Find every line containing the word "shirt" in the records below; report only how many there are.
Data for this exercise below:
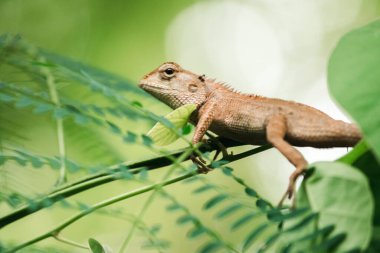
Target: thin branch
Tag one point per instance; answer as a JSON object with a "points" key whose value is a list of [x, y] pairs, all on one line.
{"points": [[69, 242], [150, 200], [115, 173], [97, 206], [60, 129]]}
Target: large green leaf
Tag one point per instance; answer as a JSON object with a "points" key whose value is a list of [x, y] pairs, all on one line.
{"points": [[354, 79], [163, 134], [341, 196]]}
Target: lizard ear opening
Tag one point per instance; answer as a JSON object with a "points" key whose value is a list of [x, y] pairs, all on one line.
{"points": [[192, 87]]}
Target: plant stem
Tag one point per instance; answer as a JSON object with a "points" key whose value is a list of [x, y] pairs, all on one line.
{"points": [[97, 206], [69, 242], [60, 129], [106, 177], [151, 198]]}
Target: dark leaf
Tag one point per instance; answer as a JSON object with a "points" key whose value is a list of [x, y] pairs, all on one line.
{"points": [[215, 200], [249, 240], [229, 210], [211, 247], [95, 246]]}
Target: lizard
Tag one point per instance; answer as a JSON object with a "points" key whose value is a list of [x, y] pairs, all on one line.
{"points": [[247, 118]]}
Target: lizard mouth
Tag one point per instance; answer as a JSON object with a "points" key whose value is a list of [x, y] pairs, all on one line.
{"points": [[151, 87]]}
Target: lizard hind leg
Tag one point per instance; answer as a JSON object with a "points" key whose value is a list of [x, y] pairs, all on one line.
{"points": [[276, 129]]}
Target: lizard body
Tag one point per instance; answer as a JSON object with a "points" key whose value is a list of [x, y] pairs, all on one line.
{"points": [[248, 118]]}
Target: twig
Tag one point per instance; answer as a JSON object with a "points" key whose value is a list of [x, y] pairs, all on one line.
{"points": [[112, 174], [60, 129]]}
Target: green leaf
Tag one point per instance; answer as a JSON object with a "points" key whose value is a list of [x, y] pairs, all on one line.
{"points": [[186, 219], [196, 231], [228, 211], [203, 188], [249, 240], [186, 129], [173, 207], [95, 246], [147, 141], [354, 79], [341, 196], [5, 97], [114, 128], [364, 159], [243, 220], [130, 137], [162, 135], [215, 200], [23, 102], [41, 108], [250, 192], [211, 247]]}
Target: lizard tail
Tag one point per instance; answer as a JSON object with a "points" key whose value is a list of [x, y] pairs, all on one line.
{"points": [[348, 135]]}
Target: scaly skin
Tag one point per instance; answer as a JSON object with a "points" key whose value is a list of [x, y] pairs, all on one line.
{"points": [[249, 119]]}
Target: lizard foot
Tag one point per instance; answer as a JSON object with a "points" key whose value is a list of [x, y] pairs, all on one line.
{"points": [[201, 164], [291, 187], [220, 148]]}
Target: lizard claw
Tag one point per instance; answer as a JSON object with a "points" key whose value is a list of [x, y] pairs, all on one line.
{"points": [[291, 187], [201, 164]]}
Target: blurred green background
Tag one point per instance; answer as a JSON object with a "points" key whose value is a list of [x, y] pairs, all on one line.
{"points": [[130, 38]]}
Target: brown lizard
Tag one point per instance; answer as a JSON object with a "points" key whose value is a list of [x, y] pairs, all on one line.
{"points": [[249, 119]]}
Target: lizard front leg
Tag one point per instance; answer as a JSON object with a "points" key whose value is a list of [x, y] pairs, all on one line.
{"points": [[276, 129], [204, 122]]}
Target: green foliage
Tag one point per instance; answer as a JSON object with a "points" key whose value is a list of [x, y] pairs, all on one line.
{"points": [[338, 204], [95, 246], [349, 209], [164, 134], [354, 79]]}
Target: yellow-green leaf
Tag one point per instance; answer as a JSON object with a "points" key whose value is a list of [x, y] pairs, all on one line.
{"points": [[163, 135]]}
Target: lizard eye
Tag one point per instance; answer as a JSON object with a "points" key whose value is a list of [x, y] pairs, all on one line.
{"points": [[169, 72], [192, 87]]}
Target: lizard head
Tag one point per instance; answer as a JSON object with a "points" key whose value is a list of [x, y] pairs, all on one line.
{"points": [[175, 86]]}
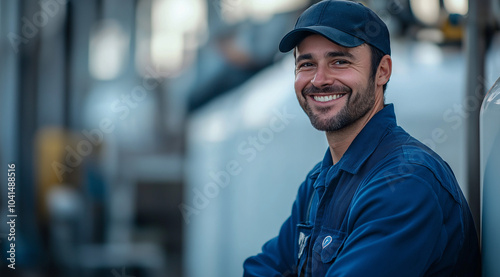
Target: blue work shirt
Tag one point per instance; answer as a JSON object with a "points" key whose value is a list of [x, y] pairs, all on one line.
{"points": [[389, 207]]}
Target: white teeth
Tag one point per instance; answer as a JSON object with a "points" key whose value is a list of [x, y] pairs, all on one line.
{"points": [[327, 98]]}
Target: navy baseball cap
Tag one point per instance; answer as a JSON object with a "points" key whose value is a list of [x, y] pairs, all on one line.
{"points": [[346, 23]]}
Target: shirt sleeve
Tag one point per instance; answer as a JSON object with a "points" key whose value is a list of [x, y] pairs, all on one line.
{"points": [[396, 224], [279, 255]]}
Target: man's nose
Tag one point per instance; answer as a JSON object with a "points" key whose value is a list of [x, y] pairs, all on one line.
{"points": [[322, 78]]}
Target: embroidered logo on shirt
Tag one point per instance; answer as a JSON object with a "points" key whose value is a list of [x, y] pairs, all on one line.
{"points": [[302, 243], [327, 241]]}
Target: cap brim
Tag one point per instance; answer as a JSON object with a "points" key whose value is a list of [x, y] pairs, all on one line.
{"points": [[293, 38]]}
End of Data for this exercise.
#### Task response
3